Position identification records
[start]
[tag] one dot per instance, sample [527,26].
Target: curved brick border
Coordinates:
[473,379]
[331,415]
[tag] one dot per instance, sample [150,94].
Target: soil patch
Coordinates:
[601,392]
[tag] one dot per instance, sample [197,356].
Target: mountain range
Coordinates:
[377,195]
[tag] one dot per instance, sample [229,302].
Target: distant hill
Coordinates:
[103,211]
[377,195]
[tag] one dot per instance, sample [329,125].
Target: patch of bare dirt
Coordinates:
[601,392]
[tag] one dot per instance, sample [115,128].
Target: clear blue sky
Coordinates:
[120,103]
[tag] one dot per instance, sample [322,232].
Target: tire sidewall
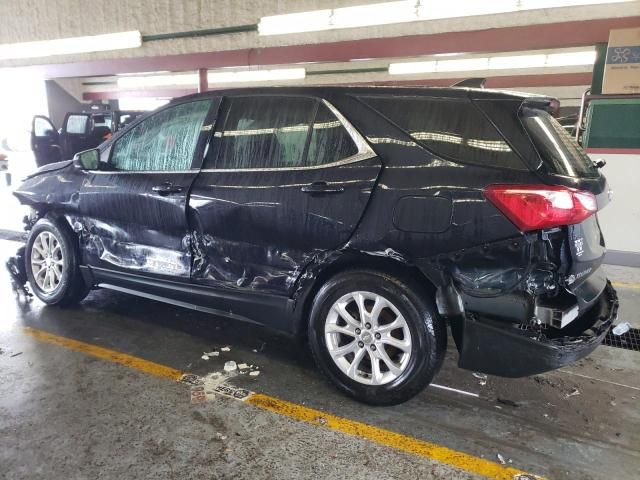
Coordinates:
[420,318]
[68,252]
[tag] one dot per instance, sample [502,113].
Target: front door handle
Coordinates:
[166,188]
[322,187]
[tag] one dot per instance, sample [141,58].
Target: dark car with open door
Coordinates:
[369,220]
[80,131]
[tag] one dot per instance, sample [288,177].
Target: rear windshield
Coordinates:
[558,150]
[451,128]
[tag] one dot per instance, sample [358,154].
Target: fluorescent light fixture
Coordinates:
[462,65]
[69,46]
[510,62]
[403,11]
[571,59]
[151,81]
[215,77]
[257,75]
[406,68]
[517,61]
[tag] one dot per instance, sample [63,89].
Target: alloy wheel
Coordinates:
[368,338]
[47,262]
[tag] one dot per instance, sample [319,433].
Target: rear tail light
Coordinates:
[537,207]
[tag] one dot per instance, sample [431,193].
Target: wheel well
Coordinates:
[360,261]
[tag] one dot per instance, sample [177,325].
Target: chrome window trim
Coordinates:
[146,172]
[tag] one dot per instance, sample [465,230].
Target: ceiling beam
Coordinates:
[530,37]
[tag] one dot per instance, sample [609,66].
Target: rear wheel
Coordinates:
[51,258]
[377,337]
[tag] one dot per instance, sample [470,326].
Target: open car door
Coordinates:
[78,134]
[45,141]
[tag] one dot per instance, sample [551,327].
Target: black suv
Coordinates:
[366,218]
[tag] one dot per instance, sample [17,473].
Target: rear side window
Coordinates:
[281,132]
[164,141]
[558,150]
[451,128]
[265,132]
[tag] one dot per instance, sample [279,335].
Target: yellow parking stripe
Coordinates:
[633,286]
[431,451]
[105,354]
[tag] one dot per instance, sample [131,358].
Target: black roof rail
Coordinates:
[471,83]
[end]
[start]
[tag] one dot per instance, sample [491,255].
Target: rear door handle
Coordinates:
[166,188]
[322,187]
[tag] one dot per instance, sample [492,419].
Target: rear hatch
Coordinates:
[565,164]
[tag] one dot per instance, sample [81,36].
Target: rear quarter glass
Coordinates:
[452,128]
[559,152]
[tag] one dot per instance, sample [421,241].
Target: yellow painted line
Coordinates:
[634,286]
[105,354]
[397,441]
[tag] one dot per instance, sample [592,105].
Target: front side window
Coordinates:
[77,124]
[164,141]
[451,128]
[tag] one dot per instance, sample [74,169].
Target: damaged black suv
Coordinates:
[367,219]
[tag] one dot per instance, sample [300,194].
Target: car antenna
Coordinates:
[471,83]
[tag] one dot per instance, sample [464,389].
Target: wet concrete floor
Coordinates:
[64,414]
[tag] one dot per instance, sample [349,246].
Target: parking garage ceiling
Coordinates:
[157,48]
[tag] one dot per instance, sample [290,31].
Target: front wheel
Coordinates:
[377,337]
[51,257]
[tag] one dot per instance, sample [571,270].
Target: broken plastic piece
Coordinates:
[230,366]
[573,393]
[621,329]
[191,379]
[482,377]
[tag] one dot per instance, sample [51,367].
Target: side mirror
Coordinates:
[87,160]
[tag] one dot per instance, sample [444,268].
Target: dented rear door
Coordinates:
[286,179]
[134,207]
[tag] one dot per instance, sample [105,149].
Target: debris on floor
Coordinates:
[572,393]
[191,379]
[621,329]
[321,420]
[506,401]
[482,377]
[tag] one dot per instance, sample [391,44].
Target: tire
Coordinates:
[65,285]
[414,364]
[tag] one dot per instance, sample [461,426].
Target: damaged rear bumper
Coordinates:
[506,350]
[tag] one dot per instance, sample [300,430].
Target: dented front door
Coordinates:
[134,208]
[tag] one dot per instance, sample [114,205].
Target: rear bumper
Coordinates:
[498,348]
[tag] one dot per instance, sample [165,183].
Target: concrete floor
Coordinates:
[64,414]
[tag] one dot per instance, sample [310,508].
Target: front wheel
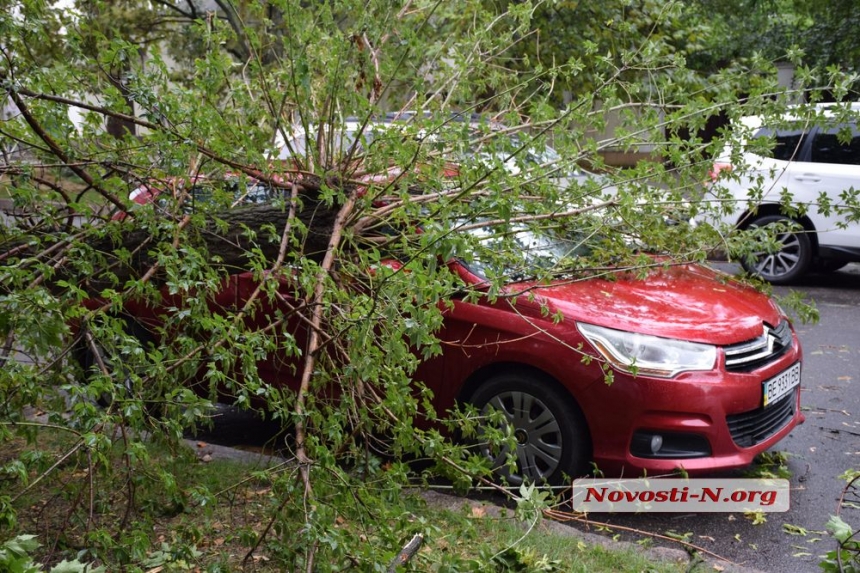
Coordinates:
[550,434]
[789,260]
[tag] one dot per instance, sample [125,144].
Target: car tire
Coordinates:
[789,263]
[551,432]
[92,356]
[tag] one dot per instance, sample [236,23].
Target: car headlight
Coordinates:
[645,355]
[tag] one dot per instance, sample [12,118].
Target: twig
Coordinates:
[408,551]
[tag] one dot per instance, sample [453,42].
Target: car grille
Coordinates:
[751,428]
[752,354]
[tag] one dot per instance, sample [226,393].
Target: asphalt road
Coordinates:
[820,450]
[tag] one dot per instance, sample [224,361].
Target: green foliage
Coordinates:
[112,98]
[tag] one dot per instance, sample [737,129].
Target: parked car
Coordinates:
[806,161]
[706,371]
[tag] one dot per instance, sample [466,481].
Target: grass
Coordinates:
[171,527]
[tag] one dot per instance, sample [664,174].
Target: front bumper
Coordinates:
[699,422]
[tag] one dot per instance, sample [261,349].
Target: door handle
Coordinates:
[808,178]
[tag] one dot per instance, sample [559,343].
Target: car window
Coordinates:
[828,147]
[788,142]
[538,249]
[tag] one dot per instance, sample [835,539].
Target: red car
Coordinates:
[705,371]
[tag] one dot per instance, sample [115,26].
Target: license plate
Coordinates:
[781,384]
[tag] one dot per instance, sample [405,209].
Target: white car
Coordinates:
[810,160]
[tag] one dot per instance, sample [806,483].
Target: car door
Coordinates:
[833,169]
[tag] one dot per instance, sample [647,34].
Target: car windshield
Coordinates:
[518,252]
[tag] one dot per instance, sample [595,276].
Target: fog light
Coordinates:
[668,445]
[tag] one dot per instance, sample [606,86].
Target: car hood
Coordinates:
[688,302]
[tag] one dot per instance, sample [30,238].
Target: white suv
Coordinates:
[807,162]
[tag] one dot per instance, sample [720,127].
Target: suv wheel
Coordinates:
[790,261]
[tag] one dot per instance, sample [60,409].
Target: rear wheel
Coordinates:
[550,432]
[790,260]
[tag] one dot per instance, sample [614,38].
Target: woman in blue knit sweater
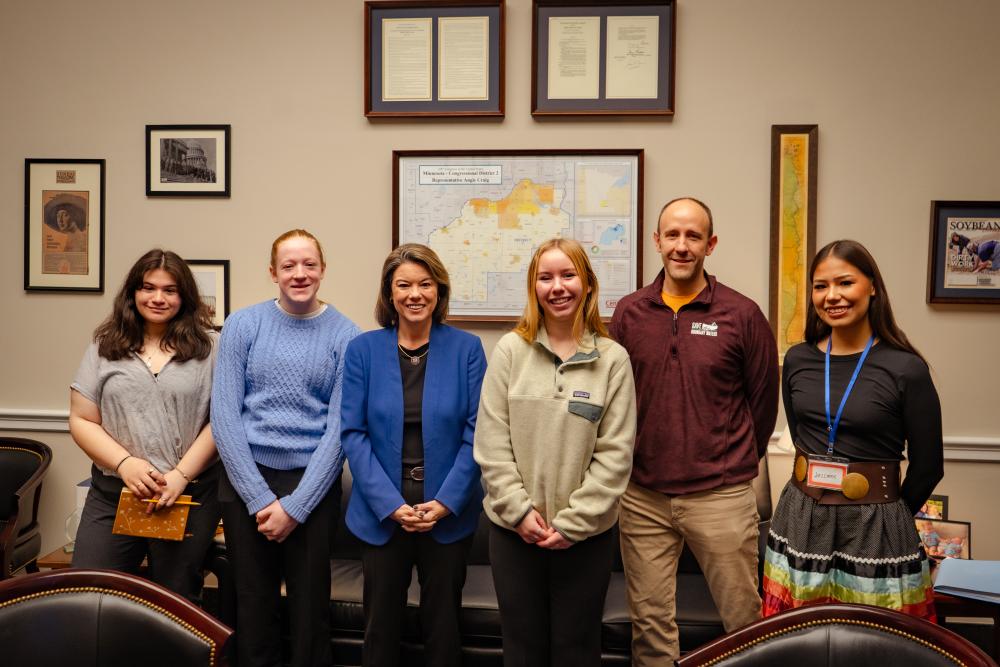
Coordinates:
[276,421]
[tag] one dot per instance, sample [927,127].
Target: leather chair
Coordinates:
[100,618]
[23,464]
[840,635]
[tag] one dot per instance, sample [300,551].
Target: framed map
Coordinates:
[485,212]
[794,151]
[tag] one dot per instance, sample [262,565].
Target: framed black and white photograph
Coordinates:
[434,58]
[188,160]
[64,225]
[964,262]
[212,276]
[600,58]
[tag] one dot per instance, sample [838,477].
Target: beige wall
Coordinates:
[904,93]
[end]
[start]
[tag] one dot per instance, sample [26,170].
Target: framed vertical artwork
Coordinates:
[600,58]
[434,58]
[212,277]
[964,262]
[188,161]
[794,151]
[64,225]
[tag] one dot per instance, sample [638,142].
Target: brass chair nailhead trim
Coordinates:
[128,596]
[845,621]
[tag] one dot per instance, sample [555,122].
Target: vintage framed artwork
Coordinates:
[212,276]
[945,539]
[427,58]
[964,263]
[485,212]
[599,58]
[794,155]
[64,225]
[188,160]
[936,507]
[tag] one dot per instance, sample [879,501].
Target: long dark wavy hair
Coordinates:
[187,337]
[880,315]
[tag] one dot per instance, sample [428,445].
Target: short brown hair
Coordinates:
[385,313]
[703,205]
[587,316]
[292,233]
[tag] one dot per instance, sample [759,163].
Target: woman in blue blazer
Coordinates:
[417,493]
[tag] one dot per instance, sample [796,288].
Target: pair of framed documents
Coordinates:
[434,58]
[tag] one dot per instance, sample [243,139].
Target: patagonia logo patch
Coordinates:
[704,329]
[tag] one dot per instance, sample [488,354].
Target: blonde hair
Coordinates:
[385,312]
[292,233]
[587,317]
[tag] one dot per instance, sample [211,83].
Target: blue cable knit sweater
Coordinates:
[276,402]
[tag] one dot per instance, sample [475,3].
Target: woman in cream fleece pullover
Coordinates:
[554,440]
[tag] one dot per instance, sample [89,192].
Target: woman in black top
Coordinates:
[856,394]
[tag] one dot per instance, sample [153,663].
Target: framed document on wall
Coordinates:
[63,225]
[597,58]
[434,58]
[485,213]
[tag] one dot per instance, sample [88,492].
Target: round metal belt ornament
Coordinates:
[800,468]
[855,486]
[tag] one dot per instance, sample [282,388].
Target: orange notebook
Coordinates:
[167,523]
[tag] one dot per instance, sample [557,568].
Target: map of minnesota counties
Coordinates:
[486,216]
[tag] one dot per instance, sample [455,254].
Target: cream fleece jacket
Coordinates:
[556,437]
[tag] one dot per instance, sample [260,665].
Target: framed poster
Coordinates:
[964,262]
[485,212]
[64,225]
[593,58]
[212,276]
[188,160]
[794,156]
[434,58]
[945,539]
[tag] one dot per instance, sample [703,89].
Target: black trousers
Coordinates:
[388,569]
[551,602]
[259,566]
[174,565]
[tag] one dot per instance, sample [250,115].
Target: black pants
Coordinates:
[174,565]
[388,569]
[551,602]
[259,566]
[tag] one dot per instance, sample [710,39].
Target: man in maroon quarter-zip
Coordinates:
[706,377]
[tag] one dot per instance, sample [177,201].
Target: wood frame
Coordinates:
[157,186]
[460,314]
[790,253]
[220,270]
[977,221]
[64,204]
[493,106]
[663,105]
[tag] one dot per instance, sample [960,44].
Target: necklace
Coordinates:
[end]
Pick out every line of the listing that contains the word "black" and copy each one.

Target: black suv
Target: black roof rail
Target: damaged black suv
Target: framed black and white photograph
Target: woman in black top
Target: black trousers
Target: black pants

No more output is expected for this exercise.